In Abruzzo, la sanità ospedaliera vive una fase di forte criticità, in particolare nei reparti di Medicina Interna, dove il 71% delle unità operative si trova attualmente in condizione di overbooking, con un numero di pazienti superiore alla disponibilità effettiva di posti letto. A peggiorare il quadro, l’85% dei reparti denuncia gravi e persistenti carenze di personale sanitario, una situazione che incide direttamente sulla qualità delle cure e sulla tenuta del sistema ospedaliero.
È quanto emerge da una survey condotta tra marzo e aprile dalla Fadoi la Federazione dei medici internisti ospedalieri che ha fotografato un settore fondamentale della sanità pubblica: i reparti di Medicina Interna, dove vengono assistiti quasi la metà dei ricoverati, in particolare anziani e pazienti cronici con più patologie. Si tratta di persone fragili che richiedono cure complesse e continue, gestibili solo con risorse adeguate in termini di letti e personale qualificato. Secondo l’indagine, nessuna delle unità operative ha un tasso di utilizzo dei letti inferiore al 70%. In particolare, il 29% dei reparti lavora al limite della capacità, mentre il 71% supera addirittura il 100% dei posti disponibili, una condizione che costringe spesso a collocare i pazienti su lettighe nei corridoi, con il solo ausilio di separé per garantire un minimo di privacy e dignità.
Ma la crisi non riguarda solo l’infrastruttura ospedaliera: secondo Fadoi, circa un quarto dei ricoveri il 25% sarebbe evitabile se si potesse contare su una rete di assistenza territoriale più efficiente e integrata. Ancora più allarmante è il dato relativo alla prevenzione: il 29% dei ricoveri nei reparti di Medicina Interna è riconducibile a una prevenzione assente o insufficiente, segno che il sistema sanitario regionale fatica a intercettare e gestire le patologie prima che diventino emergenze. Una volta dimessi, il 71% dei pazienti viene riportato al proprio domicilio, dove riceve quando disponibile assistenza domiciliare integrata; il restante 29% trova accoglienza in strutture residenziali sanitarie (Rsa), ma anche qui le difficoltà non mancano.

++++++++++

▶ **ATTIVITÀ DA SVOLGERE**
[A] Nel testo sulla sanità ospedaliera in Abruzzo, quale percentuale dei reparti di Medicina Interna segnala gravi e persistenti carenze di personale sanitario?
[B] Restituisci tutto il testo sulla sanità ospedaliera in Abruzzo, da "Ma la crisi" giù fino a "difficoltà non mancano.".

Record estratti da un dataset
++++++++++

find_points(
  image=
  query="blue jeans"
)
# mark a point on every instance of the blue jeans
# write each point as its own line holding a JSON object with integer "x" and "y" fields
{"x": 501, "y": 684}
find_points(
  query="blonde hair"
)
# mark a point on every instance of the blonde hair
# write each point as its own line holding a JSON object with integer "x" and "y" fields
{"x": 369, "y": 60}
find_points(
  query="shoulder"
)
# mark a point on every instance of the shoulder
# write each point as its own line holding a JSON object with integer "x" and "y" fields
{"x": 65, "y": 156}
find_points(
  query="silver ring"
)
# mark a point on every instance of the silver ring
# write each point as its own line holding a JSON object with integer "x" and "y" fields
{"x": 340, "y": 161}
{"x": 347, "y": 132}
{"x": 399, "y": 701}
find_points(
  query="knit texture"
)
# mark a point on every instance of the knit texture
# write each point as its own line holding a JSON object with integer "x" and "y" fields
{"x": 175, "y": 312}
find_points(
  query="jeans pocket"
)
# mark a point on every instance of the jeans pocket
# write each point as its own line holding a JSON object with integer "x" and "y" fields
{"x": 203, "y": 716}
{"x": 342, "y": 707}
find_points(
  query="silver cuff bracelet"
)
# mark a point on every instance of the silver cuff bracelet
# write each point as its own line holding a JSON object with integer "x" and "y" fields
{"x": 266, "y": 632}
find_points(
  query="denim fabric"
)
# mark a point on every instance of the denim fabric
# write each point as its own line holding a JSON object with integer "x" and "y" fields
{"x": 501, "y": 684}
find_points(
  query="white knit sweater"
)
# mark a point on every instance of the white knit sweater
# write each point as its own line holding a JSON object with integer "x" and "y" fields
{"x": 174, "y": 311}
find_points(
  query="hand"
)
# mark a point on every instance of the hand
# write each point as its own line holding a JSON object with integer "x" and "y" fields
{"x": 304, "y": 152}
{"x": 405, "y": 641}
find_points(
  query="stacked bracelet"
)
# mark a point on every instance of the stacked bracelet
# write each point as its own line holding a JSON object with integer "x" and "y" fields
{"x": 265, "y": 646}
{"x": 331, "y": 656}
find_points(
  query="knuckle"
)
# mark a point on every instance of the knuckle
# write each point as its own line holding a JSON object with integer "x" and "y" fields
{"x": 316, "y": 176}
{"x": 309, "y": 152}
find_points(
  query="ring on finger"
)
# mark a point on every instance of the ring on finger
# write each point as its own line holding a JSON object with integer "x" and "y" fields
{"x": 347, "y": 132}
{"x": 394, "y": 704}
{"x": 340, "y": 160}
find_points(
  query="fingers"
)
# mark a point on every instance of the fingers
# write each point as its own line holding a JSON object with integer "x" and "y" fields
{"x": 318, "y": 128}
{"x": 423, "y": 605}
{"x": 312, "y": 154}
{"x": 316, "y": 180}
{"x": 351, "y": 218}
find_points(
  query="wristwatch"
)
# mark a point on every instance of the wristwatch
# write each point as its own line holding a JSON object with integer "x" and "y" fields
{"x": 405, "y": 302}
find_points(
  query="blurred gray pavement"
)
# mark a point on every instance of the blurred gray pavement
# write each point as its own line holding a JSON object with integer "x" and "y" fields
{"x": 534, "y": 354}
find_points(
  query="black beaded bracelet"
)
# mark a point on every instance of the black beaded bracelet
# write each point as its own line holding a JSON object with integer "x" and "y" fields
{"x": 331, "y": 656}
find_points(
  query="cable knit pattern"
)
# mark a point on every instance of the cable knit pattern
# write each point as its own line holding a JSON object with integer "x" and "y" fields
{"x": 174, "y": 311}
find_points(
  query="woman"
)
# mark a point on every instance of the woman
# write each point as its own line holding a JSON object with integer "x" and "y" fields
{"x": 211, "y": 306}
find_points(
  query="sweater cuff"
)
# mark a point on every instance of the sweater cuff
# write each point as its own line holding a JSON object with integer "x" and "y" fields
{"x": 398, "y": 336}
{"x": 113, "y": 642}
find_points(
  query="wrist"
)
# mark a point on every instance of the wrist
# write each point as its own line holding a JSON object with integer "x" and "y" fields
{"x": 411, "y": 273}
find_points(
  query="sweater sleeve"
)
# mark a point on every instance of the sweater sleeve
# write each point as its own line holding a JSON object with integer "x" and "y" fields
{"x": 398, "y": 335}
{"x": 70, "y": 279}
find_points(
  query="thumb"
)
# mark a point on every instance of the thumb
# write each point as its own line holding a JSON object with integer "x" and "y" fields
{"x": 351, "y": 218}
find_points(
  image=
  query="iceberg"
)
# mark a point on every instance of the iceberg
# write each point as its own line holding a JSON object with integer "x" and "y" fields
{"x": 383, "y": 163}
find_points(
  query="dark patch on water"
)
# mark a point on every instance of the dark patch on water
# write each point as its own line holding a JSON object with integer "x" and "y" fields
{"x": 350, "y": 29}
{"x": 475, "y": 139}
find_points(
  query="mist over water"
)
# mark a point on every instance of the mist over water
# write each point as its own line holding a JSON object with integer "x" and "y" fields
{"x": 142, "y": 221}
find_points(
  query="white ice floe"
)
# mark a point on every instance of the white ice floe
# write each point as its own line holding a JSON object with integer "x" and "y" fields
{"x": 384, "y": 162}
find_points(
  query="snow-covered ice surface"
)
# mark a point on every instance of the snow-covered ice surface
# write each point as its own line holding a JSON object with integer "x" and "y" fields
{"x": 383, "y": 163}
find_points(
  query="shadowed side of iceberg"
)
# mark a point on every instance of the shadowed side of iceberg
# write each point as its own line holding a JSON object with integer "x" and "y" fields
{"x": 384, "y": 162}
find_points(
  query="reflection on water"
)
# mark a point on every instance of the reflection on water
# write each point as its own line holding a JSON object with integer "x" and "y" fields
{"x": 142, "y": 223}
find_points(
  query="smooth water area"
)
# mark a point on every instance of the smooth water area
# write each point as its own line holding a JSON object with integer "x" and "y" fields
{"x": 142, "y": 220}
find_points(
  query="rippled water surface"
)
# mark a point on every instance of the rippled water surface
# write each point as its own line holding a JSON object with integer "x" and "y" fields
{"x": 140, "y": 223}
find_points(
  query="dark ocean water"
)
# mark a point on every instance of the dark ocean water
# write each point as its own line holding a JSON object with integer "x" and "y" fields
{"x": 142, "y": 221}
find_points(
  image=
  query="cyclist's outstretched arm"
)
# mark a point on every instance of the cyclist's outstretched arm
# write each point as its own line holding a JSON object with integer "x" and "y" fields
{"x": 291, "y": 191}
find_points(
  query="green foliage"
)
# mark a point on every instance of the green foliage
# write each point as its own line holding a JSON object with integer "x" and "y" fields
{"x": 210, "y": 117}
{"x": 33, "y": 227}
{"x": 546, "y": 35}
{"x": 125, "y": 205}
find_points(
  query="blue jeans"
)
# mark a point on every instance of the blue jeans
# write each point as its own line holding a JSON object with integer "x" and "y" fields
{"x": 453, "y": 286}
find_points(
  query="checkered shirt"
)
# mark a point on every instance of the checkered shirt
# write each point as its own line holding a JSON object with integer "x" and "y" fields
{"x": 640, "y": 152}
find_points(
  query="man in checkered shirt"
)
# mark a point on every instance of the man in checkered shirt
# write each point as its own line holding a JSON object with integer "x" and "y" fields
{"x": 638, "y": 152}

++++++++++

▶ **LE TUE RISPOSTE**
[A] L'85% dei reparti.

[B]
Ma la crisi non riguarda solo l’infrastruttura ospedaliera: secondo Fadoi, circa un quarto dei ricoveri il 25% sarebbe evitabile se si potesse contare su una rete di assistenza territoriale più efficiente e integrata. Ancora più allarmante è il dato relativo alla prevenzione: il 29% dei ricoveri nei reparti di Medicina Interna è riconducibile a una prevenzione assente o insufficiente, segno che il sistema sanitario regionale fatica a intercettare e gestire le patologie prima che diventino emergenze. Una volta dimessi, il 71% dei pazienti viene riportato al proprio domicilio, dove riceve quando disponibile assistenza domiciliare integrata; il restante 29% trova accoglienza in strutture residenziali sanitarie (Rsa), ma anche qui le difficoltà non mancano.